### Set problem
Pictures do not belong in the copy. Write out exactly the lines from the one containing "query | white bell-shaped flower" through the end of the data.

### Provided records
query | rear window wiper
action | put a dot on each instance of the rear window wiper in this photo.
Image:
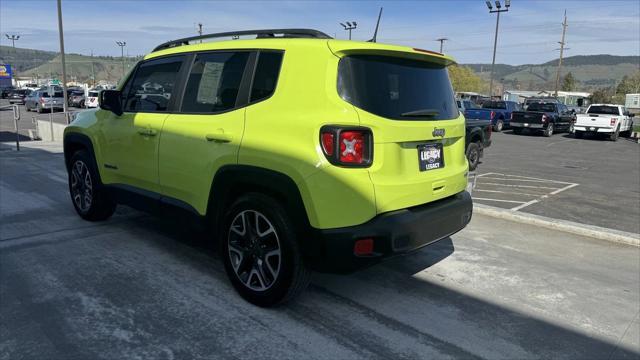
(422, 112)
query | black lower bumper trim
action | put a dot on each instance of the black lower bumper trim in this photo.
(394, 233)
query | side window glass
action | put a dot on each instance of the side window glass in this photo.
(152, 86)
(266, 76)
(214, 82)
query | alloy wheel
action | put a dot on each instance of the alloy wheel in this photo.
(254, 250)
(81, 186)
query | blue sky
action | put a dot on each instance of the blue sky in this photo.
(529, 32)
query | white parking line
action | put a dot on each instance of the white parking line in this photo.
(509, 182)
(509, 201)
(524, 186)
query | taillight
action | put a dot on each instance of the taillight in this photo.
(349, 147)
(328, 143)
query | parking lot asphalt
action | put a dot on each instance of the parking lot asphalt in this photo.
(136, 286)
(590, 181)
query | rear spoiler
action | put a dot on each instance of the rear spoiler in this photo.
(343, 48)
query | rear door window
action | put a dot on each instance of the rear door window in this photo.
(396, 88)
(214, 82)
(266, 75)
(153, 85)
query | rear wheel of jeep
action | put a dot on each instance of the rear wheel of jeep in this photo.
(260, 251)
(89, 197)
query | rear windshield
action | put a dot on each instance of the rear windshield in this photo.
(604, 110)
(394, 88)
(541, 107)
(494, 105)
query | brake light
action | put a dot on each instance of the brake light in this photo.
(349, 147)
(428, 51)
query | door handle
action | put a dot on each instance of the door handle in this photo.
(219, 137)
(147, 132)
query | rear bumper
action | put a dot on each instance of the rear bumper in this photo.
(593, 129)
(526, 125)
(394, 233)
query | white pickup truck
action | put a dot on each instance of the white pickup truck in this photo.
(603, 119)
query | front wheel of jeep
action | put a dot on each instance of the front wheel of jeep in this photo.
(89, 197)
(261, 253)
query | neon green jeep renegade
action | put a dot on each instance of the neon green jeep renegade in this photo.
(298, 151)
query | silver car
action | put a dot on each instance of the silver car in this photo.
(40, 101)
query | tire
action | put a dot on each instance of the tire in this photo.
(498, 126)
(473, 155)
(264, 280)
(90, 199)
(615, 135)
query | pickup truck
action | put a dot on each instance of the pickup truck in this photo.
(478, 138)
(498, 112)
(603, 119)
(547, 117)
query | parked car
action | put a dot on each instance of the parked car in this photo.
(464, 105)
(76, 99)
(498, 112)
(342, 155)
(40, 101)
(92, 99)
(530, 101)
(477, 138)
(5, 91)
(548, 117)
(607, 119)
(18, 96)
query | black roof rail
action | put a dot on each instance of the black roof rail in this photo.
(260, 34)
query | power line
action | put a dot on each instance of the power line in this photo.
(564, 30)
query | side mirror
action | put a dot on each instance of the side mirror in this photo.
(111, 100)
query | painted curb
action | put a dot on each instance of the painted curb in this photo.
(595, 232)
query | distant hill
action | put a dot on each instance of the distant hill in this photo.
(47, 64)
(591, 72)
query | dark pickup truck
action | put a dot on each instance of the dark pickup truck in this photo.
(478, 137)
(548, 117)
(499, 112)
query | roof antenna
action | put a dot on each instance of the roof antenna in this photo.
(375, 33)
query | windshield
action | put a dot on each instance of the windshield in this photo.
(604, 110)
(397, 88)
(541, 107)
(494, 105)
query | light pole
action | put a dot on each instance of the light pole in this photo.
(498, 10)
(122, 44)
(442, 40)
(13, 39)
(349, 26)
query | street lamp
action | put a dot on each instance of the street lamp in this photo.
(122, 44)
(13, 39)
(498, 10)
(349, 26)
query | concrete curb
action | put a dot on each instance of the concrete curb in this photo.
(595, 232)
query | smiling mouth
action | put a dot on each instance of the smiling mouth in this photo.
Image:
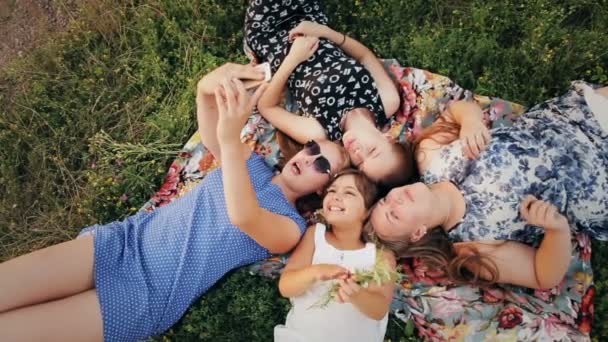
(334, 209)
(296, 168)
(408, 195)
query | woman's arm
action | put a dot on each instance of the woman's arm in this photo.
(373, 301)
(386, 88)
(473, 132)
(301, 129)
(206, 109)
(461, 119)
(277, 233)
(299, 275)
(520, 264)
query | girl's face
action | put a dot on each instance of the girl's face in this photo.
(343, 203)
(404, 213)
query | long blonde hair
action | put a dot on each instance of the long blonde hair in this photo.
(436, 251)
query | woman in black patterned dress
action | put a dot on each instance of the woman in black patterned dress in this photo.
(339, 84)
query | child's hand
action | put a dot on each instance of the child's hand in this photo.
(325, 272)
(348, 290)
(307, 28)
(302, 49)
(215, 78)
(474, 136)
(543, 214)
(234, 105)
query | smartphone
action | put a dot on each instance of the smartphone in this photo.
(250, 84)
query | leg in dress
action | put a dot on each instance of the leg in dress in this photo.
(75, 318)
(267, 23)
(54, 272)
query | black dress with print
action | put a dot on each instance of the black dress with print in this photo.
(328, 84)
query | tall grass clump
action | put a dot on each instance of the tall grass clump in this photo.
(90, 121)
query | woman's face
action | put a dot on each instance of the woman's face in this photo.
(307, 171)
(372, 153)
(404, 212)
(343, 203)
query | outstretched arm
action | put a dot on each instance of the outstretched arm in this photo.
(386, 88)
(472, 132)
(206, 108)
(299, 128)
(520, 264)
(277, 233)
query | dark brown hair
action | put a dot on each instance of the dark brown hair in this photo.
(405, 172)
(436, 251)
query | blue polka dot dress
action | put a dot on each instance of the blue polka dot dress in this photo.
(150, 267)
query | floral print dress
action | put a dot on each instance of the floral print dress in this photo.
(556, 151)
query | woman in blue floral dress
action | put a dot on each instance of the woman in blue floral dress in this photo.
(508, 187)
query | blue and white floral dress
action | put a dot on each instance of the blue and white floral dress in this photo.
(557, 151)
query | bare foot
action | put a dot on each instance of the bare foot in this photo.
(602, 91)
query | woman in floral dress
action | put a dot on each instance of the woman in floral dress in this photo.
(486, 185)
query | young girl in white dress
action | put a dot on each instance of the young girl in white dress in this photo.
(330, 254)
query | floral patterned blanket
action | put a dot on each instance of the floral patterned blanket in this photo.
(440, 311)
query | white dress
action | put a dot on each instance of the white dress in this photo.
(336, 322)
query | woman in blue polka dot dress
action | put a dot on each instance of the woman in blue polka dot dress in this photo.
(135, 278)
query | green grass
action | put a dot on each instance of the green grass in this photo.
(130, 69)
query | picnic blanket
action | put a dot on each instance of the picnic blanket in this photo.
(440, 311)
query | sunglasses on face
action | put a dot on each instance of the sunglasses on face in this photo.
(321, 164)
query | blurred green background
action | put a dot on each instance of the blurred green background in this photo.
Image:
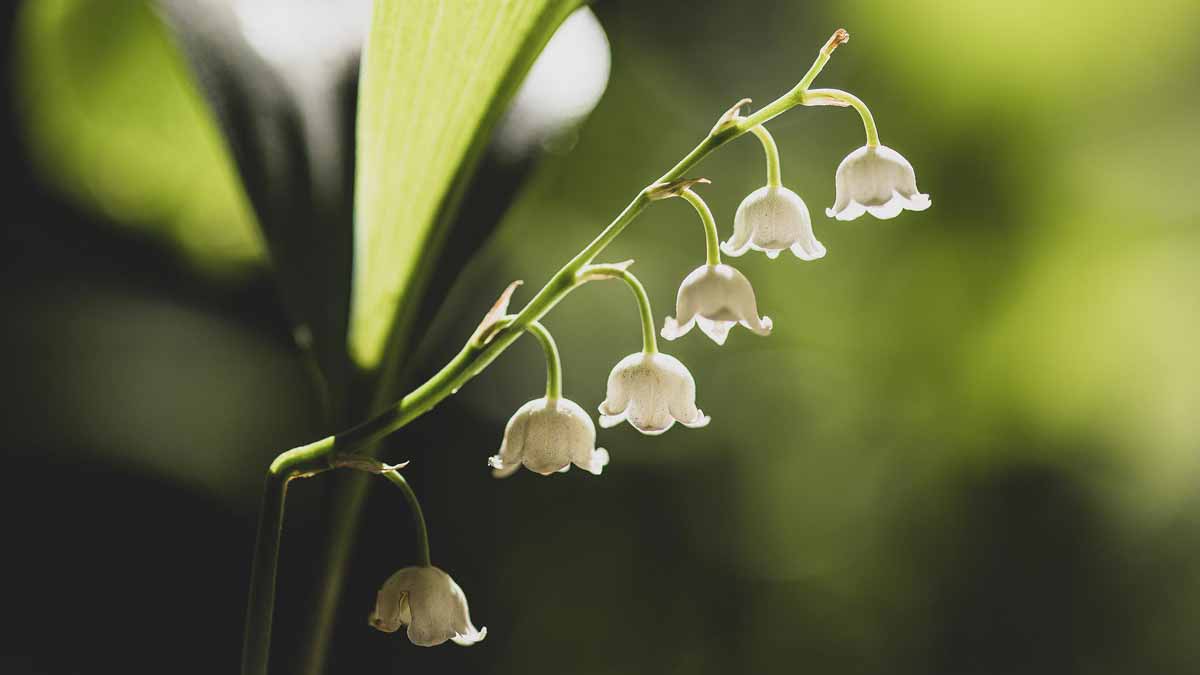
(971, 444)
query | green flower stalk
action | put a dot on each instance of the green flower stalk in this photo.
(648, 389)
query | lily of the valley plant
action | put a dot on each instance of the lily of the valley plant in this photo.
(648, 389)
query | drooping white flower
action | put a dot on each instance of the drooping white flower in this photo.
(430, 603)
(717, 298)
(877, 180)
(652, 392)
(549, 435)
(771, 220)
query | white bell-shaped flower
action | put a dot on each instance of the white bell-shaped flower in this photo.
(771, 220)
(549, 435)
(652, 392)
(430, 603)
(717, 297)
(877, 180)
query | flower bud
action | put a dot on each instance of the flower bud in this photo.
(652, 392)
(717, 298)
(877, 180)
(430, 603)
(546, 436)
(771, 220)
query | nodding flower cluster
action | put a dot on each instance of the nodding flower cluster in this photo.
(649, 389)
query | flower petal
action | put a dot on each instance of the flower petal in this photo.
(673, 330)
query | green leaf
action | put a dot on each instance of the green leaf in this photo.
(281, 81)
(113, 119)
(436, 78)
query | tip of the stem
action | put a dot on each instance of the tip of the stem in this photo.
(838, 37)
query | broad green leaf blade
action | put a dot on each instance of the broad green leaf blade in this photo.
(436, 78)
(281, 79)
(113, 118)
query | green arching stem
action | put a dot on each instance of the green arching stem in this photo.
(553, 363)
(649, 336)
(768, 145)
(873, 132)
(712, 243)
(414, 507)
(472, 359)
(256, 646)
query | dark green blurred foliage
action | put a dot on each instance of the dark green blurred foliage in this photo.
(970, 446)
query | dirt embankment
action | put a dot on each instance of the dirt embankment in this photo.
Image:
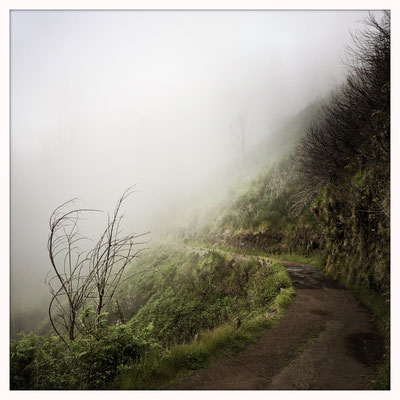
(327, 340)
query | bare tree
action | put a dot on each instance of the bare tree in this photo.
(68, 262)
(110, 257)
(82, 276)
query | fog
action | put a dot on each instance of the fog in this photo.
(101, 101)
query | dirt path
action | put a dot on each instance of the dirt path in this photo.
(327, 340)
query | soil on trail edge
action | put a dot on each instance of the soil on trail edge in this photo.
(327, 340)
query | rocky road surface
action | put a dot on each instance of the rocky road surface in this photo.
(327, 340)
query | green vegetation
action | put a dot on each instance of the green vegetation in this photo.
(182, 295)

### Exercise result
query | white bell-shaped flower
action | put a dot on each instance of the white bell-shaped flower in this photo.
(771, 220)
(549, 435)
(652, 392)
(430, 603)
(717, 297)
(877, 180)
query | flower bud
action | put a dot on each instance of the flower bud in this photo.
(652, 392)
(717, 298)
(877, 180)
(430, 603)
(546, 436)
(771, 220)
query | nodding flower cluster
action | put a dot on each instance of the nodding flower cluster in this photo.
(649, 389)
query | flower petal
action | put a dot on each instance of the flower petal in this photo.
(673, 330)
query | green leaf
action | put a dot on each instance of the green leaf in this photo.
(281, 81)
(113, 119)
(436, 78)
query | tip of the stem
action | put a dot on each instance of the tip of the stem in this photo.
(838, 37)
query | broad green leaf blade
action | put a dot on each instance of the broad green leaf blade in this photo.
(436, 78)
(281, 79)
(113, 118)
query | green arching stem
action | put a dot on each instance of the green arching stem in this photo.
(553, 363)
(649, 336)
(768, 145)
(873, 132)
(712, 243)
(414, 507)
(472, 359)
(256, 646)
query | dark green blurred foliage
action | put a dot on each instance of the dark green blurred foliage in this photo.
(970, 446)
query | dirt embankment
action | put a dot on each instance of the dirt embankment in this photo.
Image:
(327, 340)
query | bare tree
action | put a dot on each instance of the bare tree in this photo.
(68, 262)
(110, 257)
(82, 276)
query | fog
action | put a dot on each instance of the fog in this photo.
(101, 101)
query | dirt path
action | put a dot on each instance of the dirt path in this photo.
(327, 340)
query | soil on trail edge
action | put a dot on each instance of the soil on trail edge in this photo.
(327, 340)
query | rocky road surface
action | put a dot on each instance of the rocky road surface in this photo.
(327, 340)
query | green vegetation
action | put a dot on each instance of the green vegetation in this photo.
(182, 295)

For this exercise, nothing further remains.